The task:
This task calls for every entry below to be repeated exactly, without the pictures.

[Photo-based referring expression data]
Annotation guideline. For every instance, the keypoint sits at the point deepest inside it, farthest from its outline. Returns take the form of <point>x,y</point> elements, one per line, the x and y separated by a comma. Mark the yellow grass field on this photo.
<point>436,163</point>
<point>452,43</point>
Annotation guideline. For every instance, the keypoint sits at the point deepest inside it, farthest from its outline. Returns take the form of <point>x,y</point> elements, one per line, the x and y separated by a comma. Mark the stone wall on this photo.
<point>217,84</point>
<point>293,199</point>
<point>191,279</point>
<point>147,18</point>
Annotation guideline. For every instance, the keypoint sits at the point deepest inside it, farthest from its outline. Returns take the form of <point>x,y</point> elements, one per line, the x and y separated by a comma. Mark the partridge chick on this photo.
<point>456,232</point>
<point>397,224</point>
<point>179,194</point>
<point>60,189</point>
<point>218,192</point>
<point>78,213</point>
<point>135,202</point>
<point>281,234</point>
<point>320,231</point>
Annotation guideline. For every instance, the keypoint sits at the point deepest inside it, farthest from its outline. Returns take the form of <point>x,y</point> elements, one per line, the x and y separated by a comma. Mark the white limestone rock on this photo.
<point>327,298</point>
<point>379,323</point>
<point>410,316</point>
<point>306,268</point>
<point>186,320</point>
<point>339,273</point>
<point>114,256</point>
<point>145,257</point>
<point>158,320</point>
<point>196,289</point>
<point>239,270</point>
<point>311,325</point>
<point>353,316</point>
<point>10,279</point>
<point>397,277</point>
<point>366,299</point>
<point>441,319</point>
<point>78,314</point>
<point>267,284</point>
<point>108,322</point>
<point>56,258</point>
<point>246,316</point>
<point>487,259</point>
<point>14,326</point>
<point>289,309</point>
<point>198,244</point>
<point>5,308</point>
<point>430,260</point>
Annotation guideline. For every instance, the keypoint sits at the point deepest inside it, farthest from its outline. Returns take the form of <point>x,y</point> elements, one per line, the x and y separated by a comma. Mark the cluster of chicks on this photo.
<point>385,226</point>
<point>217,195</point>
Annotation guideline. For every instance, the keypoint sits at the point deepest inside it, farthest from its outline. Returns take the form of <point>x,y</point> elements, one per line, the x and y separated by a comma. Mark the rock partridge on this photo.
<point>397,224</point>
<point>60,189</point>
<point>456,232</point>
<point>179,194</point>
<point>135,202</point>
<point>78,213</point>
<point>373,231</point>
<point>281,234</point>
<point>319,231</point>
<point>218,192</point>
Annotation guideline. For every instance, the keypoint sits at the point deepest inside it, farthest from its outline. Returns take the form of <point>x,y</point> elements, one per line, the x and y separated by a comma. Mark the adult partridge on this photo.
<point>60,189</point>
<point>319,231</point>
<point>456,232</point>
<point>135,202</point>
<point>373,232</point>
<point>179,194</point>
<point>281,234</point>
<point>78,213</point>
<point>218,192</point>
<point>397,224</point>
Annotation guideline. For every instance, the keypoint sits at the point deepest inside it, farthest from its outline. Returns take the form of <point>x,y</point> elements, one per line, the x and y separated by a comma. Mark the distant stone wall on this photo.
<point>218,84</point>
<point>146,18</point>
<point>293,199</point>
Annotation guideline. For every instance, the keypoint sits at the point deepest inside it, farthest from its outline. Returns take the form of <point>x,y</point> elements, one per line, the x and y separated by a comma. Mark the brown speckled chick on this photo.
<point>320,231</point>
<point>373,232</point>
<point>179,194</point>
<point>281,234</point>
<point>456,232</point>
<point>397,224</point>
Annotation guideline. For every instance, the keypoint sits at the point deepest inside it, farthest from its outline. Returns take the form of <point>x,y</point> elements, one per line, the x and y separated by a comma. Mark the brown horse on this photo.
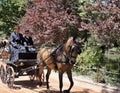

The completed task:
Annotation guideline. For every instance, the keypoint sits at the point deepest inside it, farthest from its outline. Returns take the form of <point>x,y</point> elements, one per line, the x and y separated by a comma. Mark the yellow grass field on this photo.
<point>436,163</point>
<point>452,43</point>
Annotation guideline. For every instance, the keypoint sits at the point deepest inside it, farthest from its outline. Returns take the form of <point>x,y</point> elements, one per line, the x and y separated by a comma. Mark the stone wall on this photo.
<point>217,84</point>
<point>293,199</point>
<point>191,279</point>
<point>147,18</point>
Annotation guideline. For every instance, the keypoint sits at the point deepest inside it, farthest from its outline. Returns take the form of <point>x,y</point> elements, one per line, the x and y separated by a comma. Mark the partridge chick on this photo.
<point>456,232</point>
<point>397,224</point>
<point>179,194</point>
<point>60,189</point>
<point>218,192</point>
<point>78,213</point>
<point>135,202</point>
<point>281,234</point>
<point>320,231</point>
Annotation guideline. For every instance, the keypoint sits at the point deepest inside it, farthest from its outline. Returns take the form of <point>x,y</point> elements, one per line, the x and y separated by a comma. Mark the white limestone rock on this photo.
<point>327,298</point>
<point>379,323</point>
<point>410,316</point>
<point>306,268</point>
<point>186,320</point>
<point>339,273</point>
<point>114,256</point>
<point>145,257</point>
<point>158,320</point>
<point>196,289</point>
<point>239,270</point>
<point>311,325</point>
<point>353,316</point>
<point>10,279</point>
<point>397,277</point>
<point>366,299</point>
<point>441,319</point>
<point>78,314</point>
<point>267,284</point>
<point>108,322</point>
<point>56,258</point>
<point>246,316</point>
<point>487,259</point>
<point>14,326</point>
<point>289,309</point>
<point>198,244</point>
<point>5,308</point>
<point>430,260</point>
Annotation guideline. For every instance, the keypoint sits at the point deepest inside it, farthest from its outline. Returns take the form of <point>x,y</point> elements, one per line, the x and y separated by a comma. Mark the cluster of chicks on this photo.
<point>385,226</point>
<point>217,195</point>
Annotation guideline. For every instance, the keypoint sits at the point deepest inside it, farthest from its outline. Returns take the form of <point>x,y</point> elements, one per line, the x and y separated by a comma. Mark the rock partridge on this photo.
<point>397,224</point>
<point>60,189</point>
<point>456,232</point>
<point>179,194</point>
<point>135,202</point>
<point>78,213</point>
<point>373,231</point>
<point>281,234</point>
<point>319,231</point>
<point>218,192</point>
Annotation guideline. For every instance, the keypoint sits at the point deepest inside it, farthest from its outline. Returns take the form of <point>x,y</point> elements, one per line, the x and y separated by a comma. Mark the adult partridge on this photo.
<point>60,189</point>
<point>319,231</point>
<point>456,232</point>
<point>135,202</point>
<point>373,232</point>
<point>179,194</point>
<point>281,234</point>
<point>78,213</point>
<point>218,192</point>
<point>397,224</point>
Annotation guideline. For every instance, the keypoint sits at the point deepest inside it, farthest from its outline. Returns take the form of <point>x,y</point> elements, one per line, the x and y separated by a comma. Mark the distant stone wall on this photo.
<point>218,84</point>
<point>146,18</point>
<point>293,199</point>
Annotation guideline. For every instance, the keypoint sits at the point deepest inside it, farthest from its outline. Returns take the form of <point>x,y</point> elements, one per line, the x and y separated by a comma. Mark the brown speckled chick on this photo.
<point>320,231</point>
<point>373,232</point>
<point>179,194</point>
<point>281,234</point>
<point>456,232</point>
<point>397,224</point>
Annotation guideline. For every instance, the keypoint sits at the point deepest inside it, farthest from its outline. Returns take the form of <point>x,y</point> elements, one per line, the x and y separated by a comma. Mark the brown horse on this photo.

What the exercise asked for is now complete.